Linhas de dados =
================
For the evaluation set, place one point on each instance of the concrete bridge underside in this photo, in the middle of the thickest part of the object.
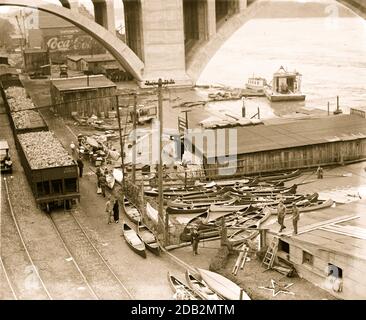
(165, 38)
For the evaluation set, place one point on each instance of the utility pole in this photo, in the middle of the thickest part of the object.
(121, 143)
(160, 84)
(134, 138)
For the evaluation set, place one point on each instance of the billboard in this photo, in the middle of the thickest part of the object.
(70, 41)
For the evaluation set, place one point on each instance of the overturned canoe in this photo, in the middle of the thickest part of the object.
(149, 239)
(182, 289)
(200, 287)
(222, 286)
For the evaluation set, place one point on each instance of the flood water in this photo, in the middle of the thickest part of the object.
(329, 51)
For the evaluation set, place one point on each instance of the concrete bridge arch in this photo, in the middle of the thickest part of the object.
(121, 52)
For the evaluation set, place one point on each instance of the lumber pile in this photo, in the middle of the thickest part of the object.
(18, 100)
(43, 150)
(27, 119)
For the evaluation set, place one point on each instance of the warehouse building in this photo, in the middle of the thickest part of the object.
(279, 147)
(86, 96)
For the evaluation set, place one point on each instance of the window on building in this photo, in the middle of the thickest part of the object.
(307, 258)
(283, 246)
(335, 271)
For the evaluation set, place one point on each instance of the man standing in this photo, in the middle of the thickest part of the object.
(116, 211)
(195, 240)
(319, 172)
(109, 210)
(102, 183)
(281, 212)
(295, 217)
(81, 167)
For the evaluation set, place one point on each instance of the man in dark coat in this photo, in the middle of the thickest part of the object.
(116, 211)
(81, 167)
(295, 217)
(195, 240)
(281, 212)
(102, 184)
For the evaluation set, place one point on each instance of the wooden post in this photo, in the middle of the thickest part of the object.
(160, 84)
(134, 139)
(121, 144)
(243, 109)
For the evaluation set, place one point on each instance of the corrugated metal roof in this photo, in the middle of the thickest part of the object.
(77, 83)
(286, 135)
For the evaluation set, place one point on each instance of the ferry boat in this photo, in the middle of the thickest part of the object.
(286, 86)
(256, 83)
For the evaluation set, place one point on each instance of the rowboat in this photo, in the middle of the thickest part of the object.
(148, 238)
(133, 240)
(183, 290)
(200, 287)
(110, 180)
(131, 212)
(196, 204)
(321, 204)
(172, 210)
(222, 286)
(242, 235)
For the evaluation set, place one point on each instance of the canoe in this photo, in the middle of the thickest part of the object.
(148, 238)
(131, 212)
(178, 285)
(133, 240)
(314, 206)
(222, 286)
(227, 208)
(152, 213)
(282, 177)
(118, 175)
(196, 204)
(110, 180)
(172, 210)
(200, 287)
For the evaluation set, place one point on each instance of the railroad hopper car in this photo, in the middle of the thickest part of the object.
(51, 172)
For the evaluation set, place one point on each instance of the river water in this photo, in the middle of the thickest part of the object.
(329, 51)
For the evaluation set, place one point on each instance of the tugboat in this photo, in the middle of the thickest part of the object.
(286, 86)
(256, 84)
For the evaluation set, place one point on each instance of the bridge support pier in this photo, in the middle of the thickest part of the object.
(104, 14)
(163, 41)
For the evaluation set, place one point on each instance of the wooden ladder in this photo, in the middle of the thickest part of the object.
(270, 254)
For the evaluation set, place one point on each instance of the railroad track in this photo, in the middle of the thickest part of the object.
(101, 280)
(8, 280)
(37, 285)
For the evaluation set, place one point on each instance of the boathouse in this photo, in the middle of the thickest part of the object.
(329, 249)
(86, 95)
(296, 144)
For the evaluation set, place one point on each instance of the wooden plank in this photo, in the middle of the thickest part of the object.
(323, 223)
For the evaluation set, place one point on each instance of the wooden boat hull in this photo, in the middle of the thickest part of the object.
(325, 204)
(171, 210)
(133, 240)
(176, 285)
(200, 287)
(149, 239)
(222, 286)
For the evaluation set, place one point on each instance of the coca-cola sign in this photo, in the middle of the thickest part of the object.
(70, 43)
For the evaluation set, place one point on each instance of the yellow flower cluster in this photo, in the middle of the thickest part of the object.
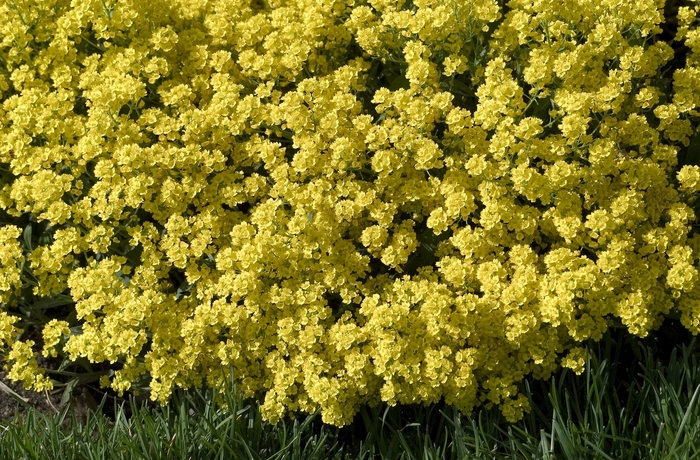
================
Problema =
Reescreva, por favor, as linhas do material, com os textos de instrução inclusive, começando na linha que contém "the wooden boat" e parando no fim do material, com cada coordenada das respostas multiplicada por 2,45 e arredondada para inteiro, com meios para cima. Deixe as imagens de fora da resposta.

A resposta =
For the evaluation set, place one point on each instance of the wooden boat hull in this photo, in the middle of the thickest part of the object.
(796, 500)
(419, 515)
(326, 588)
(431, 698)
(490, 703)
(365, 586)
(544, 701)
For the evaluation set, place one point on each instance of the coca-cola sign in this photo, in the middle of the thickest part of the object.
(172, 105)
For the evaluation set, place one point on each instance of the yellow flower cluster in this photo, in the middle of the thickest part of the object.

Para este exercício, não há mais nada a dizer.